* **TASK TO COMPLETE**
Recast the items as a Markdown table with the columns Row and Item Line. Start at the line containing "point_to marks one point per instance of the chestnut", continue through the line containing "column 553, row 83", and leave out any blank lines.

Labeled-object pointing items:

#####

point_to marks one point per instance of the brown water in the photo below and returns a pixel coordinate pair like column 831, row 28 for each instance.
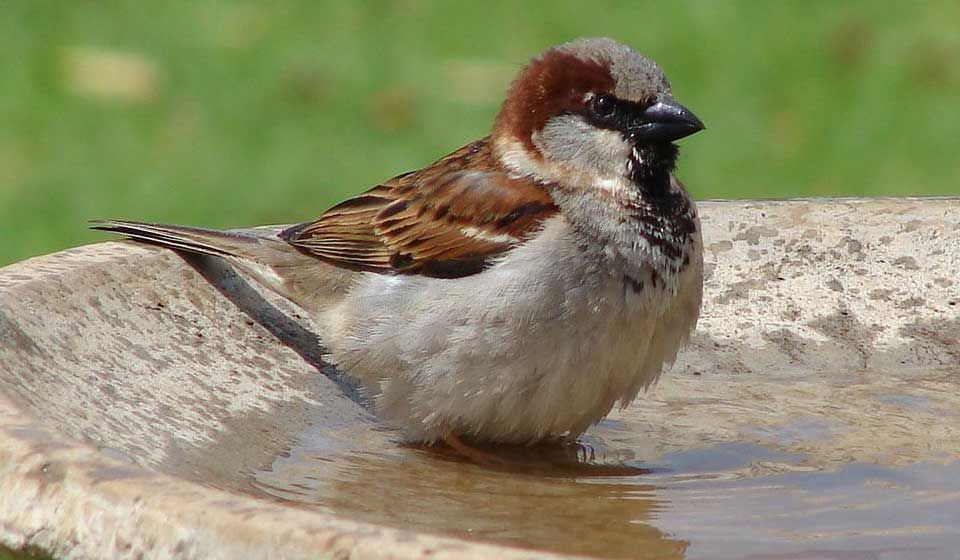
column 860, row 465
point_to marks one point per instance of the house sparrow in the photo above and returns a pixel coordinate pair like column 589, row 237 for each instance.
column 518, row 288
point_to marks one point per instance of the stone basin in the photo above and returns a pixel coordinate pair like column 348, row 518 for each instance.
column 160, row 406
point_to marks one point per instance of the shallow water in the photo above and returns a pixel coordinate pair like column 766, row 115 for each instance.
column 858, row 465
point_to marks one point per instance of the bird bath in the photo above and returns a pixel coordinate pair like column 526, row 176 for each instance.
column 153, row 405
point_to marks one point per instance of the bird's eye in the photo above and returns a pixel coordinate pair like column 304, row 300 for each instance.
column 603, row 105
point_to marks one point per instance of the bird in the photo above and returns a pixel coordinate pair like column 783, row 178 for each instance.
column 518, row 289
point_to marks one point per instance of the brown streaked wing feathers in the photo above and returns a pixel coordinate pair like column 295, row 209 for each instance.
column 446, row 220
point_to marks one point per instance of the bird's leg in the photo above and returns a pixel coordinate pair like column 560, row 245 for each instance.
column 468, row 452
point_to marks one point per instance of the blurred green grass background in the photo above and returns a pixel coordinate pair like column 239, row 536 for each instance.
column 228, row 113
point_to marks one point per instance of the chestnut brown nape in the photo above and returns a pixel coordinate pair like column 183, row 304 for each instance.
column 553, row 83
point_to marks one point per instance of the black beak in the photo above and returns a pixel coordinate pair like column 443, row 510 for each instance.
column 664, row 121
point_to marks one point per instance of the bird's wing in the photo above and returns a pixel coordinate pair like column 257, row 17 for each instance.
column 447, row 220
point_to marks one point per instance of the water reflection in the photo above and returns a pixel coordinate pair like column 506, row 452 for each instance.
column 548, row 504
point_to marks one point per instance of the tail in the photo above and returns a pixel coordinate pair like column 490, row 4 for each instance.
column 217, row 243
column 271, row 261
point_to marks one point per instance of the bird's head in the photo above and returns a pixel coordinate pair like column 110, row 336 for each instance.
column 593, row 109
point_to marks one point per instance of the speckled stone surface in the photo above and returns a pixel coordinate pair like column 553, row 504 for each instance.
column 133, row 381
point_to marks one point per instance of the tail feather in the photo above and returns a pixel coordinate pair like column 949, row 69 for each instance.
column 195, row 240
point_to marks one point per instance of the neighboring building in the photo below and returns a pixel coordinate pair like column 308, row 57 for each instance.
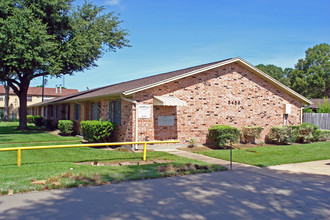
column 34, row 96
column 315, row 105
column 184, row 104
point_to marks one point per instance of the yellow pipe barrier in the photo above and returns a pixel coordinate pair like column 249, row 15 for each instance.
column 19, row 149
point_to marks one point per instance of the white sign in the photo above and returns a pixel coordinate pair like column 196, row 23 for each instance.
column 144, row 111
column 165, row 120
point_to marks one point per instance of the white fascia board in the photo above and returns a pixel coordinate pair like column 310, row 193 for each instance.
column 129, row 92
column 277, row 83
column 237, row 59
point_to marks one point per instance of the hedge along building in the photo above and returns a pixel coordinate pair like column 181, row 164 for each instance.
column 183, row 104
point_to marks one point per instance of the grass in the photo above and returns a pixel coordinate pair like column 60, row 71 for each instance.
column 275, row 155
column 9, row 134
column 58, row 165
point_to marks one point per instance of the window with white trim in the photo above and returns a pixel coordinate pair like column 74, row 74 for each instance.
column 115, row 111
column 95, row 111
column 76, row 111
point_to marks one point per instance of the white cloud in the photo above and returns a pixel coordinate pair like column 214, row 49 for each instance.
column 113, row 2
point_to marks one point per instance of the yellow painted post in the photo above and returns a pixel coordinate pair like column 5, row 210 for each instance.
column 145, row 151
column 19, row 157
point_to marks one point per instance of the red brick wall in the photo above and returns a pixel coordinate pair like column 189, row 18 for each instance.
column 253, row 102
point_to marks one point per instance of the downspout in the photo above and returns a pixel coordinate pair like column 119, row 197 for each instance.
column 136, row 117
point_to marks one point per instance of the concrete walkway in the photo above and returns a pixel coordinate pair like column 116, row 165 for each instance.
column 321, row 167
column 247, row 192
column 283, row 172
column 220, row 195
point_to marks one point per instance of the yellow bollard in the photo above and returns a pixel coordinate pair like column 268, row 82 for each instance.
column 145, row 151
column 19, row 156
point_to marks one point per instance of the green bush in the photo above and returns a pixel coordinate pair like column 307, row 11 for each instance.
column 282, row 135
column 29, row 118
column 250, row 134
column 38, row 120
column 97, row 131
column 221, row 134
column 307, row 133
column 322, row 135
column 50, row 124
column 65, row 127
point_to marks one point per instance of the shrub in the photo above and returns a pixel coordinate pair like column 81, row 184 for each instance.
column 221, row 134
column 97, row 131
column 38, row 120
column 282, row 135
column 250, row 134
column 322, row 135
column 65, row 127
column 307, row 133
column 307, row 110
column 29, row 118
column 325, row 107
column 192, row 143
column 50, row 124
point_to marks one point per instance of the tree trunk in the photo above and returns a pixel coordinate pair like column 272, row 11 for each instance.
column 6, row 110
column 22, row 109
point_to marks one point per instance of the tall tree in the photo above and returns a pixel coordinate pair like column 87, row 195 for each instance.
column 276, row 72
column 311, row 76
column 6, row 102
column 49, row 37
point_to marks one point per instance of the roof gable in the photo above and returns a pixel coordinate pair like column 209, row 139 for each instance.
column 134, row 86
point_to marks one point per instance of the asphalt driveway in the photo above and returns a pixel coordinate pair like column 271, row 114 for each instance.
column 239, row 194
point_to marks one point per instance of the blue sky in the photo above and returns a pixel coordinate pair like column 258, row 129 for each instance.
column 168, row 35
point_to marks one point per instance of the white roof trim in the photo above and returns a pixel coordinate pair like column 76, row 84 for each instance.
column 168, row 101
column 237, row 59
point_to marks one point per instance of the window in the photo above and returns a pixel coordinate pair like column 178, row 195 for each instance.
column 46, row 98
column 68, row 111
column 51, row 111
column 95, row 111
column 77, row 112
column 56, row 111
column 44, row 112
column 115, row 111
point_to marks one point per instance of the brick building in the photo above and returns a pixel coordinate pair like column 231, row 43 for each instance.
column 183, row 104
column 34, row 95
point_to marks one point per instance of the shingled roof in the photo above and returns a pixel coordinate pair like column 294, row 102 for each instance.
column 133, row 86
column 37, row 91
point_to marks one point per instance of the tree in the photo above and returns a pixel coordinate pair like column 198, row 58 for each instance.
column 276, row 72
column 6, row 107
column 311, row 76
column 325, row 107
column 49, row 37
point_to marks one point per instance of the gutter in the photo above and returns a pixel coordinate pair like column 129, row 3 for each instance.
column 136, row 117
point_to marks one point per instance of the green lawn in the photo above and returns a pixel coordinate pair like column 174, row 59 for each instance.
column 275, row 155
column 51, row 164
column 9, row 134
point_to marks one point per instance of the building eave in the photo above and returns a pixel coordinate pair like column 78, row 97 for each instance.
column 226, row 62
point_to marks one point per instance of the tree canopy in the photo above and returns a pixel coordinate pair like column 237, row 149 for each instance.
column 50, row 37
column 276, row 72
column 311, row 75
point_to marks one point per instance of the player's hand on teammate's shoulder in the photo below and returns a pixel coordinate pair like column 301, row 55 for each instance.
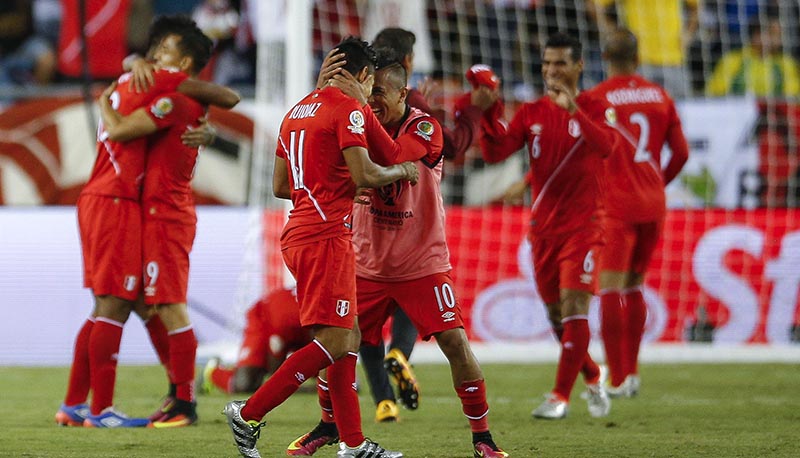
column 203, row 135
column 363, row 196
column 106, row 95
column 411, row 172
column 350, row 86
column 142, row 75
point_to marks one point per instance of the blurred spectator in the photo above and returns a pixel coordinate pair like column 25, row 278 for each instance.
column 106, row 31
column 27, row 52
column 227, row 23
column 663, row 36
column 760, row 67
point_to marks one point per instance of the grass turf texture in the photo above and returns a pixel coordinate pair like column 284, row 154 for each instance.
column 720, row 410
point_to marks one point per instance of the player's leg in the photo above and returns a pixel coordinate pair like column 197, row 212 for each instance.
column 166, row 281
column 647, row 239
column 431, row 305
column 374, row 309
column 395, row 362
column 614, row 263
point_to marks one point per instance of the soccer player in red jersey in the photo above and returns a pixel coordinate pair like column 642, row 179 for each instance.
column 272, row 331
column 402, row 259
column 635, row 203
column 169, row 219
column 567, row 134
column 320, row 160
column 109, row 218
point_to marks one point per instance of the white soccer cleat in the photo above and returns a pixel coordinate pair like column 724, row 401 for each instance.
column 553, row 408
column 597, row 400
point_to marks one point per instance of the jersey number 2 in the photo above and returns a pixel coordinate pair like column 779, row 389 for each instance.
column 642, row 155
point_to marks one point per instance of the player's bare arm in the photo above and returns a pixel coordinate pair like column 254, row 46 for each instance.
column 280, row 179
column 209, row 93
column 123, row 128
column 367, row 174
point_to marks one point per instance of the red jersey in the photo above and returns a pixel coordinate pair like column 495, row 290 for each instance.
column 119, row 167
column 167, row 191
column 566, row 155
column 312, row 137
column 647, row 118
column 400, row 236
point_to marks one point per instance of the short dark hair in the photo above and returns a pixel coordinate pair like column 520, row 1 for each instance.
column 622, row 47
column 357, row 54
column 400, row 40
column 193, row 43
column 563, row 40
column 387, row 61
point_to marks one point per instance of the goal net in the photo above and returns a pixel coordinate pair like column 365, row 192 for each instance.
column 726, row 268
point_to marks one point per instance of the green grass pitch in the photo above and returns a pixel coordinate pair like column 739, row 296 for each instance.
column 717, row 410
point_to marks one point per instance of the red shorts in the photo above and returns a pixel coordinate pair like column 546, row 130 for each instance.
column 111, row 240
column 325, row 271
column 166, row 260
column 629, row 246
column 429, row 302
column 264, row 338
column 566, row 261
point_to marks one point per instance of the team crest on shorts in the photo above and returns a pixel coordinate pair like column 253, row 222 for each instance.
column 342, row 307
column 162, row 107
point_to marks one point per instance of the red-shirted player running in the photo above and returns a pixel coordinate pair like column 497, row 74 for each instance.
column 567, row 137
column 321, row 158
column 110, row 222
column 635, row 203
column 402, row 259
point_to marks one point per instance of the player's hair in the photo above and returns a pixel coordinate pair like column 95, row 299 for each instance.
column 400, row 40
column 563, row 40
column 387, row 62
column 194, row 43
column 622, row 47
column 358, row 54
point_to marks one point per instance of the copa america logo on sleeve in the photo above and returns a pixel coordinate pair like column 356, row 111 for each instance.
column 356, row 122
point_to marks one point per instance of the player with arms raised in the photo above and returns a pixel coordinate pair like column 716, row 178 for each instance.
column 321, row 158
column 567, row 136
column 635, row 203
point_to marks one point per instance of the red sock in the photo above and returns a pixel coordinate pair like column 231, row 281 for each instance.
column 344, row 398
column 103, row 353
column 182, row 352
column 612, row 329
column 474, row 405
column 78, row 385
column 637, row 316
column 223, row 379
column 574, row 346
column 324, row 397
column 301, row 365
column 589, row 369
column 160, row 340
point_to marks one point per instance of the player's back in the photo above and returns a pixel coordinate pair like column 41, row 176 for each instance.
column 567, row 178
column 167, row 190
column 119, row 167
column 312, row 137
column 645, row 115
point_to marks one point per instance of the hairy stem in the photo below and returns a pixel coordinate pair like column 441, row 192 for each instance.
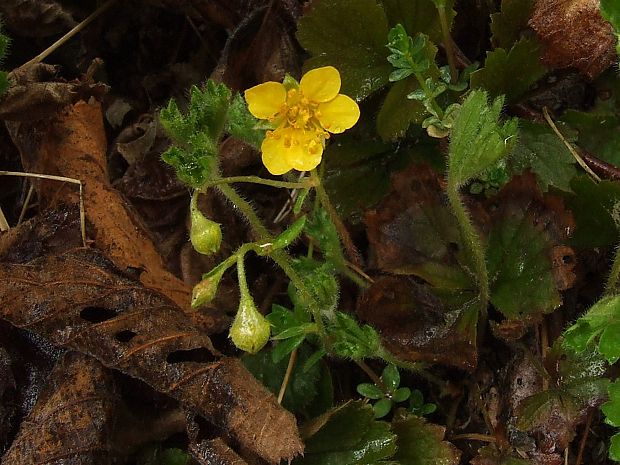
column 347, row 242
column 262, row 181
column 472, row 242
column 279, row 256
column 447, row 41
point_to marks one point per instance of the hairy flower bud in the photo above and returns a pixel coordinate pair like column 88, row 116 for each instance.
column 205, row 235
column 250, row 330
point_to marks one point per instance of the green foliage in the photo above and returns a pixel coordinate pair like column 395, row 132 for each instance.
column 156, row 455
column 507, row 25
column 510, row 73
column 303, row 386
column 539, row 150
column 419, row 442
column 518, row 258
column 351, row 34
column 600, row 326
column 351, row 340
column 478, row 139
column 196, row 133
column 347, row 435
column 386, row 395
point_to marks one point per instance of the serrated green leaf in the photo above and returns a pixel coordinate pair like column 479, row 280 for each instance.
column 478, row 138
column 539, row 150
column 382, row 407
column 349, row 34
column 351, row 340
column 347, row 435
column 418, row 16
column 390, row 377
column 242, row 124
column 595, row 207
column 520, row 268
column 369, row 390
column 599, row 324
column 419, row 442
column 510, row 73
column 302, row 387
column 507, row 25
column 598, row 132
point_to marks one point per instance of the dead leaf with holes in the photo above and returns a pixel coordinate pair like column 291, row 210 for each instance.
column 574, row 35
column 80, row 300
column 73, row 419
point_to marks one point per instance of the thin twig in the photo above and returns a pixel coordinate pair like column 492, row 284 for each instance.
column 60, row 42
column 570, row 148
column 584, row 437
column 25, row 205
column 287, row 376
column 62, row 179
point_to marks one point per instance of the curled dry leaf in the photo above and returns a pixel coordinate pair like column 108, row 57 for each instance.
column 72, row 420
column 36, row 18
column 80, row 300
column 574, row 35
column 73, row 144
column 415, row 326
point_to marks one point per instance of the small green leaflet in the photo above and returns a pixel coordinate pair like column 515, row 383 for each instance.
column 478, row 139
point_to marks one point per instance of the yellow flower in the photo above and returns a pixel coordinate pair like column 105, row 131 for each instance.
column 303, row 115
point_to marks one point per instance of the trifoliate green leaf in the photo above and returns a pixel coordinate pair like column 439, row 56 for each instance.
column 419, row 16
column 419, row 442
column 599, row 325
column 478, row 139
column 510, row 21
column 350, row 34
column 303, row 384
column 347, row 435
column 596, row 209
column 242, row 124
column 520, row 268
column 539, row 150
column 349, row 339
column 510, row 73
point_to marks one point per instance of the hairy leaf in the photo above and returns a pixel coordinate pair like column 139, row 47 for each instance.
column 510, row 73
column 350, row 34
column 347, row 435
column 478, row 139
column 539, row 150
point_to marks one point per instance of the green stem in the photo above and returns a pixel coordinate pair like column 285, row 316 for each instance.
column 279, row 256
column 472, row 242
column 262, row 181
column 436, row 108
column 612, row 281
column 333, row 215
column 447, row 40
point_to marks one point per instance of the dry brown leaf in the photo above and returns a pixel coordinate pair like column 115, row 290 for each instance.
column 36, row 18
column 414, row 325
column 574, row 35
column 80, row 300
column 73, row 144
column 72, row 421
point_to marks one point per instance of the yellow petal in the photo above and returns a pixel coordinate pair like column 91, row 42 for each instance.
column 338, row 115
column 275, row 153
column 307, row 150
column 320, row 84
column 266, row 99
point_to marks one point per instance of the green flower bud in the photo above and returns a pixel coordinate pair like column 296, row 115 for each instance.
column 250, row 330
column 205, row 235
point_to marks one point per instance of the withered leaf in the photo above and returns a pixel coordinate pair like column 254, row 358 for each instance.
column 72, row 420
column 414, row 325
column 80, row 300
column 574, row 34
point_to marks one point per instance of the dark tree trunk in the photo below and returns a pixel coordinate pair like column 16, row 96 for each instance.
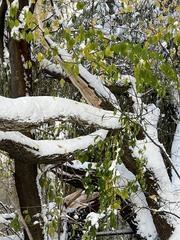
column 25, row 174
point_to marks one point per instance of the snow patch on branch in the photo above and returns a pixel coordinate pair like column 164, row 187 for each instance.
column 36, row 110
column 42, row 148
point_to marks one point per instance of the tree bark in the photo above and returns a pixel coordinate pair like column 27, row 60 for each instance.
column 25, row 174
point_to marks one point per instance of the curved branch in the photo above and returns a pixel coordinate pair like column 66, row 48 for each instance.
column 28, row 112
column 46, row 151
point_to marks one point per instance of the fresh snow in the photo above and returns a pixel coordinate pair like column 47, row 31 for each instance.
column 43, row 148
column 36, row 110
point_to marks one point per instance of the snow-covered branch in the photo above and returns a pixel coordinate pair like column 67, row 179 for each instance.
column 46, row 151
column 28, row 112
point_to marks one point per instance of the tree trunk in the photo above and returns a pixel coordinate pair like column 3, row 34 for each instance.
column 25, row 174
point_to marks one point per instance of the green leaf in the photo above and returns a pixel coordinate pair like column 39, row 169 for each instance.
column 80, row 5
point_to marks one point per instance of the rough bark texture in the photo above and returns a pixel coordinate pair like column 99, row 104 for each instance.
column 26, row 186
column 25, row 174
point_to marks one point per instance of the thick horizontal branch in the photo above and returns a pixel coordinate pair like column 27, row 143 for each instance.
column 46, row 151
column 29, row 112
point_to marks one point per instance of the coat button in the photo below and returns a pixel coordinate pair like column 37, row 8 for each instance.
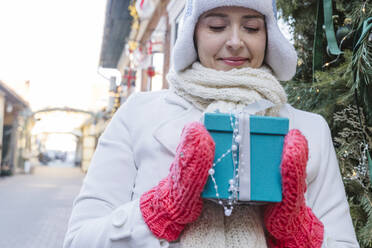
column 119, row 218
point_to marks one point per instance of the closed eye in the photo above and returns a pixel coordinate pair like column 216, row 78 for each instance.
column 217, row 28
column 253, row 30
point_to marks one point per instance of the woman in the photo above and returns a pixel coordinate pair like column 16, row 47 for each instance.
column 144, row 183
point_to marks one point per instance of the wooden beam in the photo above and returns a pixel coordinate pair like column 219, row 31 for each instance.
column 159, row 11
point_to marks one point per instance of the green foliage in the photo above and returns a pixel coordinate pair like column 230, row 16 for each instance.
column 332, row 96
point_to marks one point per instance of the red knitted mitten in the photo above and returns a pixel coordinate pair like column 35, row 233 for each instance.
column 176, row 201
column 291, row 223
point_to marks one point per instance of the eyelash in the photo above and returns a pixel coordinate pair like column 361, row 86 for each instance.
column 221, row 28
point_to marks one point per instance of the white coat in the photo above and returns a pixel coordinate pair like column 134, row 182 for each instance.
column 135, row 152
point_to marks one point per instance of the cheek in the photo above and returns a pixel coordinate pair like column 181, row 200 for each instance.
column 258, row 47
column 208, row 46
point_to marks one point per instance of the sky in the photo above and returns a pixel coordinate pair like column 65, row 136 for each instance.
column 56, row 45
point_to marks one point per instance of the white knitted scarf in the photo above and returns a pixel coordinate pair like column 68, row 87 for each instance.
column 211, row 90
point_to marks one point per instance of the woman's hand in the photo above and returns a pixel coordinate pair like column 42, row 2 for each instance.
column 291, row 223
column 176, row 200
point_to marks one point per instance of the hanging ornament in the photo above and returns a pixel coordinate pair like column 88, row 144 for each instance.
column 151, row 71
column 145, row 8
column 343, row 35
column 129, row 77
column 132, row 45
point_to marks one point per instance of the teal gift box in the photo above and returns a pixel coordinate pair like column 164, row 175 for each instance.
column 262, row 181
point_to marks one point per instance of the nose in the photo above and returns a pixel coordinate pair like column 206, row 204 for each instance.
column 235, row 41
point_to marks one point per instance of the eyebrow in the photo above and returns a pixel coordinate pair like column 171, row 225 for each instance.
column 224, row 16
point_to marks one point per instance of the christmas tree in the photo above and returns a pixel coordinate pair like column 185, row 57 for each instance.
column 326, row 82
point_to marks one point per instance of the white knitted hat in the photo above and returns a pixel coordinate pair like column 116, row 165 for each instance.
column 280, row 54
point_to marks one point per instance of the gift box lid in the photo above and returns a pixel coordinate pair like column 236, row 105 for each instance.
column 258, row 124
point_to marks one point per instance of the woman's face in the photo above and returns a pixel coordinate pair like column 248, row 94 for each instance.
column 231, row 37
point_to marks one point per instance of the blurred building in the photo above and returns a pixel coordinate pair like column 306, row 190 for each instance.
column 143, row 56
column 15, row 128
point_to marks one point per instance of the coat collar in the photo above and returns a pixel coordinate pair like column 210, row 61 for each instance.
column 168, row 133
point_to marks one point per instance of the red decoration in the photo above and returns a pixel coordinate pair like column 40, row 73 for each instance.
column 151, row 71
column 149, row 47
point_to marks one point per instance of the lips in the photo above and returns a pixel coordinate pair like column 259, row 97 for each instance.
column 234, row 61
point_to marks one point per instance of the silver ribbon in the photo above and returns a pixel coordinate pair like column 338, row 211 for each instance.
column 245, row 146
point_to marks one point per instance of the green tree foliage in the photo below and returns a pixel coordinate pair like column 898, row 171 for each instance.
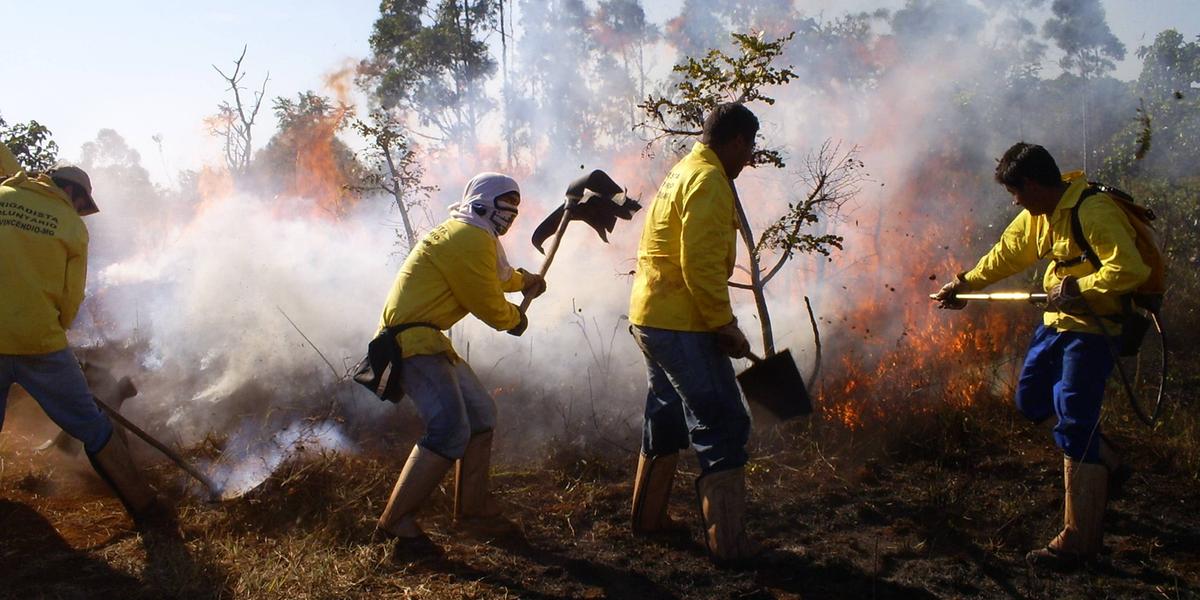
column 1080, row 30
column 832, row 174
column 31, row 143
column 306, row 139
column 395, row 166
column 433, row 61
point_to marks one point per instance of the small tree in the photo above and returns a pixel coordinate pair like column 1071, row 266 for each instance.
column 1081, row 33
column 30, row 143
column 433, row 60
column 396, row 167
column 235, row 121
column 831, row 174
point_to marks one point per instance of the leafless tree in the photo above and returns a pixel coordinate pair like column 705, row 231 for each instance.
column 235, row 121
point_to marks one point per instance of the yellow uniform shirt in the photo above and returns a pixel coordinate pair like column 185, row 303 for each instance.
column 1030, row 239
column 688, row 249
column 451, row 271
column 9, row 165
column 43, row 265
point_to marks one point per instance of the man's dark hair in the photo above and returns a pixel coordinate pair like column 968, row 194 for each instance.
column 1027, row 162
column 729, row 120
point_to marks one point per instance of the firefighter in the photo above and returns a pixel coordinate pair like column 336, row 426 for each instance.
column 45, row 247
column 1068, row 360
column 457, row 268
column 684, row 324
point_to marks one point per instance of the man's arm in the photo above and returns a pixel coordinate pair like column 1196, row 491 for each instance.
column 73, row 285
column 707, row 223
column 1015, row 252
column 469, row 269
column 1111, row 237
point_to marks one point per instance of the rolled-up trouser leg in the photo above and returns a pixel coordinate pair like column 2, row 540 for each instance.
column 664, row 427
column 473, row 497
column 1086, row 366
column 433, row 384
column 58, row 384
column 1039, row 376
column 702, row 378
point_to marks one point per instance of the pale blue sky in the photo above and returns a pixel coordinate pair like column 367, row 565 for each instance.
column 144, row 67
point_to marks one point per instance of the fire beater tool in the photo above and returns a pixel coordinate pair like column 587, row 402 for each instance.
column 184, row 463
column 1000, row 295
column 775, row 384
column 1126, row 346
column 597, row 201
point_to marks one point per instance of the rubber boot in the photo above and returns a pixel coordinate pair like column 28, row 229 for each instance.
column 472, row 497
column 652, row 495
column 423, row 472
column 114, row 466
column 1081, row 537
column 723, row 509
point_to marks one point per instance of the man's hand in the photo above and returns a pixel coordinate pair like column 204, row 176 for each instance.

#####

* **TASK RESPONSE**
| Row | Item Line |
|---|---|
| 1 | point_to marks one point per instance of the chestnut brown nape in the photo above and returns a pixel coordinate pair like column 183, row 304 for each instance. |
| 2 | column 553, row 83 |